— Objective a —
In the talk listing below, which library is May Chan from?

— Text provided —
Colleen Bell, University of the Fraser Valley
- I've been using PHP, JSON, and Libguides widgets to integrate Libguides content into our ERM and ERM content into our Libguides. This is particularly useful for libraries using SFU's researcher suite, but could provide ideas for anyone, since the code generated by the PHP can be displayed in any web page.
Mark Jordan, Simon Fraser University
- Libraries are realizing the potential for both exposing their locally managed content as Linked Data and for consuming Linked Data. One of the types of local data that offers a lot of promise for leveraging Linked Data's capabilities is the controlled subject terms applied to local digital collections. I would like to demonstrate how I've enriched SFU's Editorial Cartoons Collection's descriptive metadata with URIs from http://id.loc.gov, paying particular attention to those from the Thesaurus for Graphic Material.
- Explanation and demo of docr/smd, a distributed Optical Character Recognition platform designed to use smartphones and tablets to do the OCR.
May Chan, Burnaby Public Library
- Hackfests for the Uninitiated. For all sorts of reasons, hackfests can be intimidating to first-timers and especially to those who have little or no programming ability. To encourage those new to this form of collaborative learning, my LT will relate key a-ha! moments from my first hackfest experience, especially some difficult truths learned.
- The Code4Lib Conference Gender and Minority Scholarships. One of the ways Code4Lib supports gender and cultural diversity is to offer conference scholarships to women, transgendered persons and persons of ethnic or aboriginal descent. As a way to encourage potential BC applicants, this LT will give some nuanced background on the scholarship program and application process.
Calvin Mah / Todd Holbrook, SFU Library
- SFU Library - Hours Database. The Library Hours Database developed by Todd Holbrook at SFU Library is a tool for managing library hours. The SFU Library hours page is generated by this database: http://www.lib.sfu.ca/about/hours
Sarah Sutherland, Canadian Legal Information Institute
- I would like to discuss the process involved in evaluating the responses to requests for proposals for technology projects. There are often several very good submissions once the basic requirements are met, and at that point it becomes more about the style of the vendor and what kind of project it is. We recently went through this process, so I will use some anonymized examples from our process to illustrate my talk.

— Record excerpts —
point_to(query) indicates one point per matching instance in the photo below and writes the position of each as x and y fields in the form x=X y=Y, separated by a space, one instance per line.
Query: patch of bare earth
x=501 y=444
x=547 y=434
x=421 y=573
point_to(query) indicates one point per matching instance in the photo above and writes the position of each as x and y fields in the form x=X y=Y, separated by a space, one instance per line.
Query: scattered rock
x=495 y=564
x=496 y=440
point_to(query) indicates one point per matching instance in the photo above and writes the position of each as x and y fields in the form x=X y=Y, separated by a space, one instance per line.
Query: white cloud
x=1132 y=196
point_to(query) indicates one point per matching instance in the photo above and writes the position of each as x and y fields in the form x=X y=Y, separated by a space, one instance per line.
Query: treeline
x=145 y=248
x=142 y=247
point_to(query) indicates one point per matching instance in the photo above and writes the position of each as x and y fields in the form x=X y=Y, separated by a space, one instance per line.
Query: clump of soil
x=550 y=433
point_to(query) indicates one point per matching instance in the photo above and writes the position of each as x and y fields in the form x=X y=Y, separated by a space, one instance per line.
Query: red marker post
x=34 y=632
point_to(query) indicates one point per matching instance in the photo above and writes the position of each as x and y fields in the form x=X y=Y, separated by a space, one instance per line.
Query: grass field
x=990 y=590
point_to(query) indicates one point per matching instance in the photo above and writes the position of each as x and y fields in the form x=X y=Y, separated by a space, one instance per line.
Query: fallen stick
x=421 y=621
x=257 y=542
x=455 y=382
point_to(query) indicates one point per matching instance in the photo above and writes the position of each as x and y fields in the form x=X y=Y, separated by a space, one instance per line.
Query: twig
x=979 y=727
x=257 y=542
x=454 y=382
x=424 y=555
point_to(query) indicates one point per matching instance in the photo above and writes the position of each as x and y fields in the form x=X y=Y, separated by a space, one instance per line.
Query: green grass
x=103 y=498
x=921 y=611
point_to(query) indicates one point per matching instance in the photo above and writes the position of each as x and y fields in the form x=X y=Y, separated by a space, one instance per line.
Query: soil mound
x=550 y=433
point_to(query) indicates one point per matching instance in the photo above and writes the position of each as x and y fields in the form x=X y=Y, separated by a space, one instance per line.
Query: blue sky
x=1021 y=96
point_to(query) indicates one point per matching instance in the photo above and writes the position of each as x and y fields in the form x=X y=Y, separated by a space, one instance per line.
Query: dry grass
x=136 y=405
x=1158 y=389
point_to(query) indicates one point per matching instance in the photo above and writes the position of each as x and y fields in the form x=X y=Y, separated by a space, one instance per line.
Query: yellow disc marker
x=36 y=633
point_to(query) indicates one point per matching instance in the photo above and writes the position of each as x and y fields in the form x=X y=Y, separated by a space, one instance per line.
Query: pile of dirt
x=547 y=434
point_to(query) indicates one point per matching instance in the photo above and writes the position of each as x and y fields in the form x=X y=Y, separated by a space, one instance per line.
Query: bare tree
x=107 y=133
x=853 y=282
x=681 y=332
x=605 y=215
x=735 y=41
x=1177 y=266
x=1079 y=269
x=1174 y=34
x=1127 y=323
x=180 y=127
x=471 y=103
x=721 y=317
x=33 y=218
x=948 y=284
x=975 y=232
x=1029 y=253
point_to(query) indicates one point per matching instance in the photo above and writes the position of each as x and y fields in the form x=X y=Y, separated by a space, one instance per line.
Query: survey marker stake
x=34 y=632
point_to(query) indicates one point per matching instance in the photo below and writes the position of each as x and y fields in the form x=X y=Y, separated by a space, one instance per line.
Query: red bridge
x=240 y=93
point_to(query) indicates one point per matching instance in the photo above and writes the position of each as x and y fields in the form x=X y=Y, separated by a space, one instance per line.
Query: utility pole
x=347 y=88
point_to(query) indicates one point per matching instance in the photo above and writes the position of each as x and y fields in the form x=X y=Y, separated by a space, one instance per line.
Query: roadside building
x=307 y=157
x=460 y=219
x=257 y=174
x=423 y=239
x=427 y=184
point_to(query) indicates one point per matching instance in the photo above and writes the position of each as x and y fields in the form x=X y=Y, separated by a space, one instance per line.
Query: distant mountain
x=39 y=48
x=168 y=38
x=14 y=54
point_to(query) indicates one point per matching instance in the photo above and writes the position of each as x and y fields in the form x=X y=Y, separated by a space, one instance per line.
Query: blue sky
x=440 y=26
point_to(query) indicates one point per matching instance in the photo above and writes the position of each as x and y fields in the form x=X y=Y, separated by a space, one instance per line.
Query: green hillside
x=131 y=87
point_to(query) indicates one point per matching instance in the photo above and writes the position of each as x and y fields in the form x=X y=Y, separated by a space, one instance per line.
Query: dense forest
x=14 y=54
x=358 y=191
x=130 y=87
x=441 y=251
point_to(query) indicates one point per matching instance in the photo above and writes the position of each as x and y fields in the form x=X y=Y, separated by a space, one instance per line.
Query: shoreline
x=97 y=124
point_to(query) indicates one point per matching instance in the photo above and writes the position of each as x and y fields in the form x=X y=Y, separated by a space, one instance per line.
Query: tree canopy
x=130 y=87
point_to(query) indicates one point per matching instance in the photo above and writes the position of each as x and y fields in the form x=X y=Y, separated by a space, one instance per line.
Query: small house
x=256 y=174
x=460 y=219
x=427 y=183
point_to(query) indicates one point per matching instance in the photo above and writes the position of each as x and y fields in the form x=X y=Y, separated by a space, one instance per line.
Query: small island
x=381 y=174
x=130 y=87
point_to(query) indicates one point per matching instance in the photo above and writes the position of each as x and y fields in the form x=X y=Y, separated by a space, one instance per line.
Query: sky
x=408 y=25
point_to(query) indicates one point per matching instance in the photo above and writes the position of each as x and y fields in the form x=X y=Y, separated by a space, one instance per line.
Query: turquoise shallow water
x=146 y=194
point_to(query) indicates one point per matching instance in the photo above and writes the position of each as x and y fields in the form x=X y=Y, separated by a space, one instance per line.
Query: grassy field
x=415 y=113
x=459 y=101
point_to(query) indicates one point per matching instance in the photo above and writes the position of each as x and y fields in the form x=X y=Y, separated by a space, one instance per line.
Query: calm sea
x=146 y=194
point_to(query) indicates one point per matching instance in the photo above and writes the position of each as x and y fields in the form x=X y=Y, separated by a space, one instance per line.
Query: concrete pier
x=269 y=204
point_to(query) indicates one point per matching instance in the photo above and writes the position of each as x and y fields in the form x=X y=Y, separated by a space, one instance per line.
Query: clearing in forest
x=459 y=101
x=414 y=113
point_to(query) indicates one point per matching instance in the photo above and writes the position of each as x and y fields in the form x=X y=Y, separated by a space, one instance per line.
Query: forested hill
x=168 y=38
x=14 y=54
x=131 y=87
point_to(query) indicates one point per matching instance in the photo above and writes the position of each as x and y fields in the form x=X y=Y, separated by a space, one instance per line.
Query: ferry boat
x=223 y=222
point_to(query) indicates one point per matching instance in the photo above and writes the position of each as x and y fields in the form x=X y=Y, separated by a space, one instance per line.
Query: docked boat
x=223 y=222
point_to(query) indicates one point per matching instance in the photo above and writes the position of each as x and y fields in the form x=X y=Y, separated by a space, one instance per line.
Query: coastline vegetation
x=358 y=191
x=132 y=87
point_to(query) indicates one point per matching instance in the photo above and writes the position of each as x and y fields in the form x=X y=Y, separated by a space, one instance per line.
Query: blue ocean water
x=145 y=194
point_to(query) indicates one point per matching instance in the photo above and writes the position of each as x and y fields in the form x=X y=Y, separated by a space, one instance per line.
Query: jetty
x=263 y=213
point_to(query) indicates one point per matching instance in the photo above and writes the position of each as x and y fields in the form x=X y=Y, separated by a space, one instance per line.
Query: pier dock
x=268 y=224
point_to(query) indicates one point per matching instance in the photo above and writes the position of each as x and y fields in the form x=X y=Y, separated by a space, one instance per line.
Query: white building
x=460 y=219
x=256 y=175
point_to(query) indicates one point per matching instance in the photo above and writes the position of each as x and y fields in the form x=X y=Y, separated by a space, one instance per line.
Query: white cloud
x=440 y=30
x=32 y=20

— Objective b —
Rescale the records: begin at their first line and stop after the line that contains "x=496 y=440", reproducing every line in that range with the requests unchanged. Multiply each x and y coordinate in the answers by 1.5, rounding to whole numbers with halves rounded up, and give only those lines.

— Reply a —
Burnaby Public Library

— Reply b —
point_to(query) indicates one point per matching instance in the photo below and writes the position of each as x and y fields in the form x=X y=Y, separated by a space, one instance per line.
Query: patch of bare earth
x=752 y=666
x=821 y=651
x=632 y=860
point_to(query) indicates one point per matching instance in the photo above and writes the position of each as x and y fields in the form x=X y=Y, separated by a space, one instance per line.
Query: scattered rock
x=743 y=846
x=744 y=660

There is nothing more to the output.